## [EXERCISE AIM]
Retype the whole listing that follows, with nothing added or left out.

•••••

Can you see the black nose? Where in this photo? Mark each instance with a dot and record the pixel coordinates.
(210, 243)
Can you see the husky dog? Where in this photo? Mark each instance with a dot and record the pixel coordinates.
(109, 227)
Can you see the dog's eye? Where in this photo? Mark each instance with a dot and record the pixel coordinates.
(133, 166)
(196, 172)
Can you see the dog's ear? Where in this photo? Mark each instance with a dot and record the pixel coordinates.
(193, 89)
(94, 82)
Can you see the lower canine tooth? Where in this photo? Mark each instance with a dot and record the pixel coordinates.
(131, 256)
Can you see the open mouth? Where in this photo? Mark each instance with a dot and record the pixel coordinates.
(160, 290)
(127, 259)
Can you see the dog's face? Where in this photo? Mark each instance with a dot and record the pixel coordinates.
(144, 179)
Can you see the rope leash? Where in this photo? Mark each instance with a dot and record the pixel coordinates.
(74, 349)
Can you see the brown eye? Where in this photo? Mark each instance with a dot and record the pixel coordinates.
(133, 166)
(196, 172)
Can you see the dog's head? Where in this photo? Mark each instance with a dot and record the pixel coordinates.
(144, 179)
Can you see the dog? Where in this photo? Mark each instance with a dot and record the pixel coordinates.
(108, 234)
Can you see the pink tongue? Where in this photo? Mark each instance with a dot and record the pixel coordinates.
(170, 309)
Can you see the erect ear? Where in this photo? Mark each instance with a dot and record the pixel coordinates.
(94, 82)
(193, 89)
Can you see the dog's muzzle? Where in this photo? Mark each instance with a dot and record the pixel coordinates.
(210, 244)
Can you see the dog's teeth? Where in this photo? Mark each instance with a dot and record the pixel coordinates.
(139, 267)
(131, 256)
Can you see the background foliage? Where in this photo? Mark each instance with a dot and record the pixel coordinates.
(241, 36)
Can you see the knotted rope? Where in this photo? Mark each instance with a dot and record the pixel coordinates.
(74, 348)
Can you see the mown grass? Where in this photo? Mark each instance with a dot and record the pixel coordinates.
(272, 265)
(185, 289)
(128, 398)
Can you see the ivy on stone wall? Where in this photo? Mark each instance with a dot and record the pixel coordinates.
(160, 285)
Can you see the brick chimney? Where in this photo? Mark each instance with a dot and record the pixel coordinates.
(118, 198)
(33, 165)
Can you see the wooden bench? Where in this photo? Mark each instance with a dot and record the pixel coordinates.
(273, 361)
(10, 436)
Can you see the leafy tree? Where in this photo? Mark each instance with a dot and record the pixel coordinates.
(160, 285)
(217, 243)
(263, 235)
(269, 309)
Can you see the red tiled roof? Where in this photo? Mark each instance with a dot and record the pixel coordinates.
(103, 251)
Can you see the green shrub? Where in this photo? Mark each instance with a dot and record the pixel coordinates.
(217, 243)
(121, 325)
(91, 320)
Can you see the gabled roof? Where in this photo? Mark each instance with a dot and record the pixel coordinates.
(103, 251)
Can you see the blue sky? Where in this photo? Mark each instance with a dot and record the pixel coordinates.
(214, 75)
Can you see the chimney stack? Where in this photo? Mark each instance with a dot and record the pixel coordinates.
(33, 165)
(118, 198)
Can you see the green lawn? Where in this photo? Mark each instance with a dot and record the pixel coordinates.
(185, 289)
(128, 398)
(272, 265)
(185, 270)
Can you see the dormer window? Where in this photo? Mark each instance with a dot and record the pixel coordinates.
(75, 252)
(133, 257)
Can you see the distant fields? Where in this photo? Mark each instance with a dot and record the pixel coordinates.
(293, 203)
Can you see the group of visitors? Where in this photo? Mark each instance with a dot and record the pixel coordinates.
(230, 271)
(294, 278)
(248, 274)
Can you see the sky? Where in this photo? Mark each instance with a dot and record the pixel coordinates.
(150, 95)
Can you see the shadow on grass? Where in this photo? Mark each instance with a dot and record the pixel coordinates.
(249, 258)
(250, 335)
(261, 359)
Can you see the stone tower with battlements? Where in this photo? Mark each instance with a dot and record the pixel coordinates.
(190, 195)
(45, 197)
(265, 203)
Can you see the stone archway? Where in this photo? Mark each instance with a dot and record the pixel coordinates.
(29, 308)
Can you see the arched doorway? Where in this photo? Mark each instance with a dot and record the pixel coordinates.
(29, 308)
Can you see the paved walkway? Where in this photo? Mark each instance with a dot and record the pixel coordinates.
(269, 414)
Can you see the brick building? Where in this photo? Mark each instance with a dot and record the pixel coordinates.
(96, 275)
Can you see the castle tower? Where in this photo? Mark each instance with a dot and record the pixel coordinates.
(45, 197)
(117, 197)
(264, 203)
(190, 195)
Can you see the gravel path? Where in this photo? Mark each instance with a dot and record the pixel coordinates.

•••••

## [RESPONSE]
Can you see the black nose? Where in this photo? Mark each instance with a dot and record the pixel coordinates.
(210, 243)
Can you see the husky dog? Where in this photo? Mark each instance with a dot and record the pixel coordinates.
(109, 227)
Can you see the dog's eye? Where in this photo? Mark each instance with a dot and record the pixel coordinates.
(133, 166)
(196, 172)
Can you see the dog's ear? Where in this photo? Mark each instance with a dot and record the pixel coordinates.
(193, 89)
(94, 82)
Can you see the lower canine tooth? Where in this photo? Mark each instance with a dot and record the pixel coordinates.
(131, 256)
Can you see the open mouth? Where in this photo? Mark each instance with a dot and record the pixel coordinates.
(160, 290)
(127, 259)
Can you see the dog's face? Where in this photo? Mark each instance with a dot and record the pixel coordinates.
(144, 179)
Can you see the rope leash? Where in this photo? Mark each instance with a dot and record the pixel coordinates.
(74, 349)
Can you see the brown eye? Where in this photo? Mark each instance with a dot and record the pixel coordinates.
(133, 166)
(196, 172)
Can you see the dog's head? Where in this photo? Mark each instance with a dot and record the pixel coordinates.
(144, 179)
Can you see the dog? Where in this photo? Mark each instance with a dot and record the pixel coordinates.
(108, 234)
Can you see the pink tongue? Where in this photo? Mark each instance with a dot and record the pixel coordinates.
(170, 309)
Can you see the erect ear? Where in this photo? Mark each instance with a dot and record the pixel coordinates.
(94, 82)
(193, 89)
Can you see the dog's muzzle? Where in this photo? Mark each instance with a dot and record the pixel coordinates.
(210, 244)
Can you see the dog's teeth? Where in this photo? Mark each instance with a dot and record the pixel coordinates.
(139, 267)
(131, 256)
Can you see the background foliage? Where in this photo? Mark each instance with a dot and record the pixel coordinates.
(241, 36)
Can you see the knotted rope? Where in this photo? Mark each instance with a dot and record the pixel coordinates.
(74, 348)
Can you see the mown grass? Where in this photo? Mark each instance with a dot and record the pixel coordinates.
(272, 265)
(185, 289)
(128, 398)
Can you see the ivy on stone wall? Where in this photo? Mark each instance with a dot and record the pixel coordinates.
(160, 285)
Can you see the brick chimney? Where in this photo? Mark each instance with a dot and record the pixel coordinates.
(118, 198)
(33, 165)
Can you see the wooden bench? Where in this photo? Mark each instance with a dot and record the pixel coordinates.
(273, 361)
(10, 436)
Can you see the leafy tree? Where in this photo? Mark each instance with a dot and record the pixel coordinates.
(160, 285)
(217, 243)
(263, 235)
(269, 309)
Can you see the red tiled roof? Where in this photo? Mark each instance with a dot and record the pixel coordinates.
(103, 251)
Can you see the green shrub? Where in this photo? Mark each instance with a dot and record the pixel coordinates.
(217, 243)
(121, 325)
(91, 320)
Can you see the gabled roof? Where in this photo? Mark each instance with a dot and record the pixel coordinates.
(103, 251)
Can you see the blue sky? Where in this photo? Mark each instance with a dot and record the pixel coordinates.
(214, 75)
Can you see the chimney stack? Where in this photo? Mark each instance with a dot and record the pixel coordinates.
(33, 165)
(118, 198)
Can you see the green lawn? Where in this photo? Mark each instance with a dot and record the pixel coordinates.
(185, 289)
(128, 398)
(272, 265)
(185, 270)
Can you see the dormer window? Where in this photo? Mark each instance with a dot and record the pixel coordinates.
(75, 252)
(133, 257)
Can you see the distant fields? Where in this photo? Mark each instance with a dot and record the pixel coordinates.
(293, 203)
Can you see the group of visitors? Where in this photo? Mark each instance with a dot and record the pixel coordinates.
(230, 271)
(294, 278)
(248, 274)
Can you see the sky? Where in this photo? Mark each instance with a dot and record the pixel coordinates.
(150, 95)
Can you see the shadow on grass? Where in this photo? Mark each instance with a dot and record the pixel coordinates.
(249, 258)
(250, 335)
(261, 359)
Can you see the stone tower with battlements? Where in this photo? Mark each instance with a dot and record the pixel coordinates.
(190, 195)
(45, 197)
(265, 203)
Can you see the stone archway? Where in this photo? Mark each instance with a dot and record the pixel coordinates.
(29, 308)
Can you see the arched doorway? Where in this photo? Mark each instance with a dot and record the pixel coordinates.
(29, 308)
Can you see the paved walkway? Where in this photo? Mark each instance with a dot and record the pixel coordinates.
(269, 414)
Can you see the brick building? Where in this photo? Mark each instance with a dot and record the pixel coordinates.
(96, 275)
Can you see the castle tower? Where in this photo? Mark each instance with a dot and record the pixel coordinates.
(45, 197)
(117, 197)
(264, 203)
(190, 195)
Can you see the gravel path? Where in this photo? Mark each instance with a dot and record the pixel coordinates.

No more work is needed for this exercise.